## Extract provided
___

Tamanduas also have a gizzard which is used to chew up the ants and termites that it eats. There are also strong acids and enzymes which break down the insects in their gizzard.

NOTE: Tamanduas are mostly active at night, and during the day, they sleep in burrows and hollow tree trunks.

A tamandua’s primary method of defense is its sharp claws. If a predator approaches, it will get into a standing position and swipe with its arms to ward off and injure an animal as it attacks it. When threatened, they sit back on their large tail and lift their arms in the air out on either side to look as big as possible.

#9: Sea Horses

Sea horses are beautiful and fascinating creatures. Interestingly, they are one of the only animals where the male gets pregnant and carries the baby sea horses. Sea horses are also quite unique because they swim upright.

Sea horses eat smaller fish and shrimp, which they grab with their long thin mouth and suck into their stomach. Sea horses swallow anything they eat whole. After it enters their digestive system it’s broken down by enzymes in their intestines.

Sea horses have many natural predators, from larger fish to stingrays and crabs. Their primary way of not getting eaten is to use camouflage and hide where they can’t be reached or discovered.

A yellow sea horse.
A sea horse swallows their food whole and it’s broken down by digestive enzymes

FACT: Seahorses have very good vision and are able to change their color to blend in with their environment. 

#10: Echidnas

Echidnas are very unusual animals. They have a short snout about the size of an adult’s pinky finger, and they are covered in spines. They have claws on their hands and eat insects.

NOTE: Some echidnas only eat ants and termites. They have long tongues and lick up insects.

They have no teeth at all but have a hard mouth which they use to grind up insects. They also have a gizzard which grinds up the insects even more. At the same time, enzymes in their stomach break down the insects.

Echidnas don’t have any natural predators because their body is covered in spins. From time to time, a predator like a dingo – an Australian wild dog – will try to eat them.

___

## Data section
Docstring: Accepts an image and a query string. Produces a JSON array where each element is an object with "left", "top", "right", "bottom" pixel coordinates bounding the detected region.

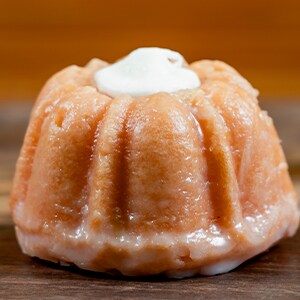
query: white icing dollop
[{"left": 94, "top": 47, "right": 200, "bottom": 97}]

___

## Tasks to carry out
1 - In the text about tamanduas, sea horses and echidnas, which predators are named as threats to sea horses or echidnas?
2 - Resume the text about tamanduas, sea horses and echidnas, starting right after its final sentence.
The material after the text about tamanduas, sea horses and echidnas is separate from it.

## Your written answers
1 -
- larger fish
- stingrays
- crabs
- dingoes (Australian wild dogs)

2 -
But, they will tuck themselves into a ball or lay flat on the ground, where a dingo can’t do anything to them without getting spiked by the spines on their back. They also dig burrows for their baby, which they can use to hide from predators.

One of the most interesting things about echidnas is that they lay a single egg. Together with platypus’ they are the only mammals that lay eggs. The egg is kept in a pouch in its skin until it hatches. The baby echidnas stay in their mother’s pouch until it begins to grow spines. After that, the mother echidna keeps it in a burrow to keep it safe.

#11: Giant Aardvarks

Giant aardvarks are native to Africa. They are about the size of a dog but have a long snout with nostrils that look like those of a pig. They also have very large ears. Aardvarks are nocturnal animals that only hunt at night. 

Their primary diet is insects. Similar to ant eaters, they have a long sticky tongue that they use to lick up insects. Their tongue is about 5.5 inches (14 cm) long. They also have unusual front claws that are a mix between hooves and claws that they use to dig up ant hills and termite mounds.

Giant aardvarks don’t have teeth, but their mouth is somewhat firm. So, they do chew the insects a little bit when they are in their mouth. Their gizzard – a special stomach-like organ does the rest. The gizzard also has acids and enzymes which break down the insects so that an aardvark can digest them.

NOTE: Giant aardvarks have many natural predators, such as lions and cheetahs. The primary way they avoid predators is by digging a lot of burrows. Aardvarks are incredible diggers. 

They will dig multiple burrows, which they keep as a backup to hide in if a predator takes them by surprise when they are out and about. An aardvark only takes a few minutes to dig a 9-foot (3-meter) hole big enough that it can crawl through.

However, typically they will hear or smell a predator before it notices them. They will then hide out in one of their burrows until it’s gone. If a lion is very hungry, it will try to dig out an aardvark. But, with a bit of luck, a lion will give up and go after other prey.